- **The exercise**
Can you retype every record below exactly as written?

- **Dataset rows**

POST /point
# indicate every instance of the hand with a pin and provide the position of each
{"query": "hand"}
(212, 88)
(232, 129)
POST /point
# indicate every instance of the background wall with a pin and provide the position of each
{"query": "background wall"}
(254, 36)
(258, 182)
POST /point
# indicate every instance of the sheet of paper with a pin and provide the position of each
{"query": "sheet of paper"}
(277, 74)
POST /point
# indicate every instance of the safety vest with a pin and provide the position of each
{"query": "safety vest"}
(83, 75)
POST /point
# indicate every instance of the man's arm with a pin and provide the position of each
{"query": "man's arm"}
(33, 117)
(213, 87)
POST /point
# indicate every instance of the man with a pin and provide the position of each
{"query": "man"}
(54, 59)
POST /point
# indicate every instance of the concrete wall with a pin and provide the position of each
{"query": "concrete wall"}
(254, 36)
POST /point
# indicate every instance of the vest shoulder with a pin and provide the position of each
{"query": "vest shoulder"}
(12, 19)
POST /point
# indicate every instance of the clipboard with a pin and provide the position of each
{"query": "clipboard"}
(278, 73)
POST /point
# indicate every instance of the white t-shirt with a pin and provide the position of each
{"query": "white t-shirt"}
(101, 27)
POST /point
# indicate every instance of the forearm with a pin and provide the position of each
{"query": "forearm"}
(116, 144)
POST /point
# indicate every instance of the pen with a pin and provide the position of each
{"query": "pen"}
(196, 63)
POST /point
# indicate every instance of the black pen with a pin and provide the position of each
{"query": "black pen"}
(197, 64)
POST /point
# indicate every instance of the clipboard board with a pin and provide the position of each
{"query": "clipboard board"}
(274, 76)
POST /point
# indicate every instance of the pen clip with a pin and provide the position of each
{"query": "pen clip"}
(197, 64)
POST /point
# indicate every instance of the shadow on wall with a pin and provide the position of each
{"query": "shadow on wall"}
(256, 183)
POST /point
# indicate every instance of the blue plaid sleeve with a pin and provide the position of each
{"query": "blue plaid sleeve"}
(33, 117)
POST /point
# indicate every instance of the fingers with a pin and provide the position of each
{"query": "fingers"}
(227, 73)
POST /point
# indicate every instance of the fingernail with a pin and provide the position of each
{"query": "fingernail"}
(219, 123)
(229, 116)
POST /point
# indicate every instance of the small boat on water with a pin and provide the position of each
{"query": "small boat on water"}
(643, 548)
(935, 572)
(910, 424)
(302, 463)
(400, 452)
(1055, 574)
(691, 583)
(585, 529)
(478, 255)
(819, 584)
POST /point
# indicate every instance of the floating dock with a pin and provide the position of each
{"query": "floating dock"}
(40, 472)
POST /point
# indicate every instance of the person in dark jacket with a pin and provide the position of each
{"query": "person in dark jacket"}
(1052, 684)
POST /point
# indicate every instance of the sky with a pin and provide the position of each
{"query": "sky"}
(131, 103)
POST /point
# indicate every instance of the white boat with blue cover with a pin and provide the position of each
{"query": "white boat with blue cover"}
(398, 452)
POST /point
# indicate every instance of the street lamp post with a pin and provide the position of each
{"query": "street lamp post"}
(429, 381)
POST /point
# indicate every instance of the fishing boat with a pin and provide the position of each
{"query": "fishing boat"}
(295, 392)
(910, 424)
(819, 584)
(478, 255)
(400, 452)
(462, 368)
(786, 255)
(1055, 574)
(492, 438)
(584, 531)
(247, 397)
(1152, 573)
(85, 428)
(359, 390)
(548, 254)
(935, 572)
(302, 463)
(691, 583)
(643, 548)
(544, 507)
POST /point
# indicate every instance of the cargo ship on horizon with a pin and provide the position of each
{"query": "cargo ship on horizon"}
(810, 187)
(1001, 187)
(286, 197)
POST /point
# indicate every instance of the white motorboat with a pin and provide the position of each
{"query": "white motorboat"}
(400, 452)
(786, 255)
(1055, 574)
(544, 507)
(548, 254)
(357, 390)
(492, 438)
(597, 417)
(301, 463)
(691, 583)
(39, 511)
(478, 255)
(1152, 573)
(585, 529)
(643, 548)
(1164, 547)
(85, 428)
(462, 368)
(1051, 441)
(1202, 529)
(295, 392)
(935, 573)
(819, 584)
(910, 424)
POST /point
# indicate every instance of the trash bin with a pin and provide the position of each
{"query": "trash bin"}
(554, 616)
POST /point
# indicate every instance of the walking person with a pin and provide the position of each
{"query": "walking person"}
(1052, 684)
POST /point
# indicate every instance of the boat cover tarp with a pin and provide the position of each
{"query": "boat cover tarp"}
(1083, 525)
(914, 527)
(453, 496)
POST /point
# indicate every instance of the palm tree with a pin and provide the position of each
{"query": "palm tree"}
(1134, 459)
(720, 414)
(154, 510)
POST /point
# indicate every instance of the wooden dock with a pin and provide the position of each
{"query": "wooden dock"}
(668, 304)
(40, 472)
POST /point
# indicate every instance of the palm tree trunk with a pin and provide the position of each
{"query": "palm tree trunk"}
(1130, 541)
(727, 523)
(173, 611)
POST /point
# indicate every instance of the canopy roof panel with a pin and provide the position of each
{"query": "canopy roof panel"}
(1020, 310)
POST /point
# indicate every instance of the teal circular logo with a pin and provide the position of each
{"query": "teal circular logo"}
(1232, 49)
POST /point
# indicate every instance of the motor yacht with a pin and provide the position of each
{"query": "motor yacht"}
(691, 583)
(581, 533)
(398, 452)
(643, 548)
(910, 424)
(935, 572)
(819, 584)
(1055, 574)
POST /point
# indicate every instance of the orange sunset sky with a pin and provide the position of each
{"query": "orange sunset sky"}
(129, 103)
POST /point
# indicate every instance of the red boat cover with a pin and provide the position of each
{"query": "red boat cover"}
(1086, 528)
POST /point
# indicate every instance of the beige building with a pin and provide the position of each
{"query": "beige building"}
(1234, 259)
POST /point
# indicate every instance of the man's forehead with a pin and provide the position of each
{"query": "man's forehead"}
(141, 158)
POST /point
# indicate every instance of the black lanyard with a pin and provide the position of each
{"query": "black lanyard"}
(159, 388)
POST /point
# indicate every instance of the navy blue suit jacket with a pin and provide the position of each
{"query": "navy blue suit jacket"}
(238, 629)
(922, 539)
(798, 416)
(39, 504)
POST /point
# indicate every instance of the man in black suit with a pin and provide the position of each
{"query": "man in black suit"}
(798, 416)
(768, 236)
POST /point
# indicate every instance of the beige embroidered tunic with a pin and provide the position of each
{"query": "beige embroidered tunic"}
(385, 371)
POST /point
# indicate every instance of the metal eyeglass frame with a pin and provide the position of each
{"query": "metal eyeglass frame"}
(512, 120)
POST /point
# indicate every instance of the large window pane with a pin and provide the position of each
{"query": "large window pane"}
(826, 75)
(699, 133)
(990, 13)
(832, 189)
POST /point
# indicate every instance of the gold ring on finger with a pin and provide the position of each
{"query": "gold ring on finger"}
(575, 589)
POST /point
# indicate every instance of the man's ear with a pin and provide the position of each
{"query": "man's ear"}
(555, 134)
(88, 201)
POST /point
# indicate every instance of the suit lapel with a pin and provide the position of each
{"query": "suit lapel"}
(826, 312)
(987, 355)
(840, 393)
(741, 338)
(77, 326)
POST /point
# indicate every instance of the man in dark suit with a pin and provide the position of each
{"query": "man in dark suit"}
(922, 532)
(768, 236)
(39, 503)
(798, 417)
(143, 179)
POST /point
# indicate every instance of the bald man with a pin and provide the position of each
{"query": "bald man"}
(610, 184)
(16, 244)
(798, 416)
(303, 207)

- **The response**
POST /point
# indicate every instance of the hand with a pin and provide the position of each
{"query": "hand"}
(212, 88)
(232, 129)
POST /point
# indicate every instance of the background wall with a pin and provide the position of each
{"query": "background wall"}
(254, 36)
(258, 182)
POST /point
# indicate every instance of the sheet of paper with a pin and provide the position of each
{"query": "sheet of paper"}
(277, 74)
POST /point
# indicate every instance of the safety vest with a pin and provide the position of each
{"query": "safety vest"}
(83, 75)
POST /point
# indicate every instance of the man's arm with a pin and provide the position of each
{"query": "man's arm"}
(33, 117)
(213, 87)
POST /point
# indicate every instance of the man with a pin and provide the position of each
{"query": "man"}
(54, 59)
POST /point
# indicate every instance of the concrete wall with a pin and provide the position of each
{"query": "concrete wall"}
(254, 36)
POST /point
# indicate every instance of the vest shoulder with a pin and provide the position of each
{"query": "vest shoulder"}
(12, 19)
POST /point
# indicate every instance of the clipboard with a pin and provide the position of each
{"query": "clipboard"}
(278, 73)
POST /point
# indicate every instance of the white t-shirt with a pin and provide the position of each
{"query": "white t-shirt"}
(101, 27)
POST /point
# indicate every instance of the forearm with a pin and provide the position of each
{"query": "forearm"}
(116, 144)
POST /point
# indicate every instance of the pen with a pin and provide the position of each
{"query": "pen"}
(196, 63)
POST /point
# indicate every instance of the black pen with a pin and provide the position of each
{"query": "black pen"}
(197, 64)
POST /point
# indicate every instance of the clipboard board with a pin and provide the position of each
{"query": "clipboard board"}
(274, 76)
POST /point
# indicate every instance of the pen clip with a pin and provide the position of each
{"query": "pen clip"}
(197, 64)
POST /point
# indicate every instance of the shadow on wall with a pin and provide the position of each
{"query": "shadow on wall"}
(256, 183)
POST /point
# indicate every instance of the blue plaid sleeve with a pin and provide the position of each
{"query": "blue plaid sleeve"}
(33, 117)
POST /point
# indicate every instance of the fingers with a pin and provide the position of each
{"query": "fingers"}
(227, 73)
POST /point
# indicate every instance of the fingernail with a pin and provide the position of each
{"query": "fingernail"}
(219, 123)
(229, 116)
POST /point
# indicate every instance of the small boat on water with a pin and provide the position of each
{"query": "small boat on water"}
(643, 548)
(935, 572)
(910, 424)
(302, 463)
(400, 452)
(1055, 574)
(691, 583)
(585, 529)
(478, 255)
(819, 584)
POST /point
# indicate every instance of the floating dock with a pin and provide the position of each
{"query": "floating dock"}
(40, 472)
POST /point
# indicate every instance of the person in dark jacket with a pin and provide the position of each
{"query": "person in dark jacket"}
(1052, 684)
POST /point
# indicate every instance of the sky with a pin and provide the position of each
{"query": "sky"}
(131, 103)
POST /point
# indicate every instance of the white boat with blue cover with a pin and provide the position of each
{"query": "white boat with blue cover"}
(398, 452)
POST /point
# indicate every instance of the street lamp post with a pin and provide the position of each
{"query": "street lamp post"}
(429, 381)
POST /point
# indicate every instance of the fishing boat with a pin and provide the position of each
{"query": "fishing boat"}
(295, 392)
(910, 424)
(819, 584)
(478, 255)
(400, 452)
(462, 368)
(786, 255)
(1055, 574)
(492, 438)
(584, 531)
(247, 397)
(1152, 573)
(85, 428)
(359, 390)
(548, 254)
(935, 572)
(302, 463)
(691, 583)
(643, 548)
(544, 507)
POST /point
# indicate every instance of the cargo ship on horizon with a pin and provide the position of each
{"query": "cargo ship on horizon"}
(810, 187)
(1001, 187)
(286, 197)
POST /point
# indicate every instance of the white motorboat with a pin and provide the position of each
{"query": "white motorboat"}
(400, 452)
(786, 255)
(1055, 574)
(544, 507)
(548, 254)
(357, 390)
(492, 438)
(597, 417)
(301, 463)
(691, 583)
(39, 511)
(478, 255)
(1152, 573)
(585, 529)
(643, 548)
(1164, 547)
(85, 428)
(462, 368)
(1051, 441)
(1202, 529)
(295, 392)
(935, 573)
(819, 584)
(910, 424)
POST /point
# indicate every instance of the trash bin with a pin and provide the position of each
{"query": "trash bin"}
(554, 616)
POST /point
# indicate every instance of the walking person with a pin and provide the position of each
{"query": "walking person"}
(1052, 684)
POST /point
# indicate every instance of the boat cover tarp with a pin and provide the position of each
{"query": "boat cover tarp"}
(1083, 525)
(914, 527)
(453, 496)
POST /point
# indicate every instance of the palm tree with a pin and provide the position of each
{"query": "palm tree"}
(1134, 459)
(720, 414)
(154, 510)
POST /point
# indicate every instance of the wooden dock with a pin and provide the position of each
{"query": "wooden dock"}
(668, 304)
(40, 472)
POST /point
# indicate every instance of the palm tree trunk with a pin and provide the position of each
{"query": "palm tree trunk"}
(1130, 541)
(727, 523)
(173, 611)
POST /point
# indicate every instance of the canopy roof panel with a pin and provide the position of each
{"query": "canopy roof panel"}
(1020, 310)
POST /point
# indicate every instance of the teal circular logo with a pin and provide the position of each
{"query": "teal circular logo"}
(1232, 49)
POST /point
# indicate every instance of the motor yacht with a pin and provide the position of each
{"query": "motor yacht"}
(691, 583)
(581, 533)
(398, 452)
(643, 548)
(910, 424)
(935, 572)
(819, 584)
(1055, 574)
POST /point
# indicate every instance of the orange sunset sky with a pin and provide the position of each
{"query": "orange sunset sky"}
(129, 103)
POST /point
# indicate every instance of the red boat cover with a pin and provide the position of each
{"query": "red boat cover"}
(1086, 528)
POST /point
# indicate every instance of the beige building with a pin and provide the position of each
{"query": "beige building"}
(1234, 259)
POST /point
# indicate every instance of the man's forehead with a pin and provide the position of each
{"query": "man's forehead"}
(141, 158)
POST /point
# indicate every instance of the black lanyard with a pin and provide the position of each
{"query": "black lanyard"}
(159, 388)
POST /point
# indicate every instance of the navy blue suit jacket with a pin and provide the position of each
{"query": "navy blue suit jacket"}
(238, 629)
(922, 539)
(798, 416)
(39, 504)
POST /point
# indicate every instance of the man in black suit with a pin and provide the position of each
{"query": "man in black suit"}
(798, 416)
(768, 236)
POST /point
# indicate every instance of the beige embroidered tunic with a pin and provide the position of each
{"query": "beige embroidered tunic"}
(385, 371)
POST /point
# indicate every instance of the metal eyeglass frame with a pin and provide the position of each
{"query": "metal eyeglass frame"}
(512, 120)
POST /point
# indicate every instance of the large window pane with a pin and provide the position of each
{"query": "large window pane"}
(826, 75)
(699, 133)
(990, 13)
(832, 189)
POST /point
# indicate every instance of the gold ring on finger with a pin and provide the position of each
{"query": "gold ring on finger"}
(575, 589)
POST /point
# indicate every instance of the man's ear with a pin and provide the position of each
{"query": "man's ear"}
(555, 134)
(88, 201)
POST /point
# indicate every instance of the suit lapel with a pin and provide the position of each
{"query": "suit lapel"}
(826, 312)
(987, 355)
(840, 393)
(741, 338)
(77, 326)
POST /point
# indicate every instance of the man in dark suit with a pin and provide the position of each
{"query": "man in dark suit"}
(922, 532)
(768, 236)
(39, 503)
(798, 417)
(143, 179)
POST /point
# indicate every instance of the bald man with a pin and provide the position of each
{"query": "bald man"}
(610, 184)
(16, 244)
(798, 416)
(303, 207)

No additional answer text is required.